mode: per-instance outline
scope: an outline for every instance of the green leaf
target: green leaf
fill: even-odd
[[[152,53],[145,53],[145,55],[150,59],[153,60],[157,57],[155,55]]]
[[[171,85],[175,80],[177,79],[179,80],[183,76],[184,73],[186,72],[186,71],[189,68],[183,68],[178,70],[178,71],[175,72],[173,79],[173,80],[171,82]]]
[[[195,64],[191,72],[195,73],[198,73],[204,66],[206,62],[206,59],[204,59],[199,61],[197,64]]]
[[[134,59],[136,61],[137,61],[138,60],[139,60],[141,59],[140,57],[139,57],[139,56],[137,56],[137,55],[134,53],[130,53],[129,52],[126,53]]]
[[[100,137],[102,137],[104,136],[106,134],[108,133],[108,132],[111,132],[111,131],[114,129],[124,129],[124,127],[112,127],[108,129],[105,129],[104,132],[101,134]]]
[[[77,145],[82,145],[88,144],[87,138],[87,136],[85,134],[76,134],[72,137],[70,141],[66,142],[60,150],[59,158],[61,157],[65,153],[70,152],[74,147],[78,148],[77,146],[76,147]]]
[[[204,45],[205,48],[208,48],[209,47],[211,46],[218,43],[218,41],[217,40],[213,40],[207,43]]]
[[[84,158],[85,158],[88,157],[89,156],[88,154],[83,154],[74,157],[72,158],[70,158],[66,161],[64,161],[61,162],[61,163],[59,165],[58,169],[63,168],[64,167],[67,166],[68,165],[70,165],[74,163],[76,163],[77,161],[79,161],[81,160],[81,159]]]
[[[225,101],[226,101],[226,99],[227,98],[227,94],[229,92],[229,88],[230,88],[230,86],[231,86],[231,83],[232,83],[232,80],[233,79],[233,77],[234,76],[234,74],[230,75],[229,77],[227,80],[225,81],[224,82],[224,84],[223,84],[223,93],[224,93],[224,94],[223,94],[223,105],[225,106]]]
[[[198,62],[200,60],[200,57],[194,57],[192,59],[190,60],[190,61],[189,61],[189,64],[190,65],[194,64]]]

________________

• _Stated problem_
Copy out every one of the records above word for word.

• _The response_
mode: per-instance outline
scope: an outline for every instance of the green leaf
target: green leaf
fill: even-odd
[[[152,53],[145,53],[145,55],[150,59],[153,60],[157,57],[155,55]]]
[[[171,85],[175,80],[177,79],[179,80],[183,76],[184,73],[186,72],[186,71],[189,68],[183,68],[178,70],[178,71],[175,72],[173,79],[173,80],[171,82]]]
[[[195,64],[191,72],[195,73],[198,73],[204,66],[206,62],[206,59],[204,59],[199,61],[197,64]]]
[[[134,59],[136,61],[137,61],[138,60],[139,60],[141,59],[140,57],[139,57],[139,56],[137,56],[137,55],[134,53],[130,53],[129,52],[126,53]]]
[[[100,137],[102,137],[104,136],[106,134],[108,133],[108,132],[111,132],[111,131],[114,129],[124,129],[124,127],[112,127],[108,129],[105,129],[104,132],[101,134]]]
[[[77,145],[82,145],[88,144],[87,138],[87,136],[85,134],[76,134],[72,137],[70,141],[66,142],[60,150],[59,158],[61,157],[65,153],[70,152],[74,147],[78,148],[77,146],[76,147]]]
[[[204,45],[205,48],[208,48],[209,47],[211,46],[218,43],[218,41],[217,40],[213,40],[207,43]]]
[[[84,158],[85,158],[88,157],[89,156],[88,154],[83,154],[74,157],[72,158],[70,158],[66,161],[64,161],[61,162],[61,163],[59,165],[58,169],[63,168],[64,167],[67,166],[68,165],[70,165],[74,163],[76,163],[77,161],[79,161],[81,160],[81,159]]]
[[[225,101],[226,101],[226,99],[227,98],[227,94],[229,92],[229,88],[230,88],[230,86],[231,86],[231,83],[232,83],[232,80],[233,79],[233,77],[234,76],[234,74],[230,75],[229,77],[227,80],[225,81],[224,82],[224,84],[223,84],[223,93],[224,93],[224,94],[223,94],[223,105],[225,106]]]
[[[198,62],[200,60],[200,57],[194,57],[192,59],[190,60],[190,61],[189,61],[189,64],[190,65],[194,64]]]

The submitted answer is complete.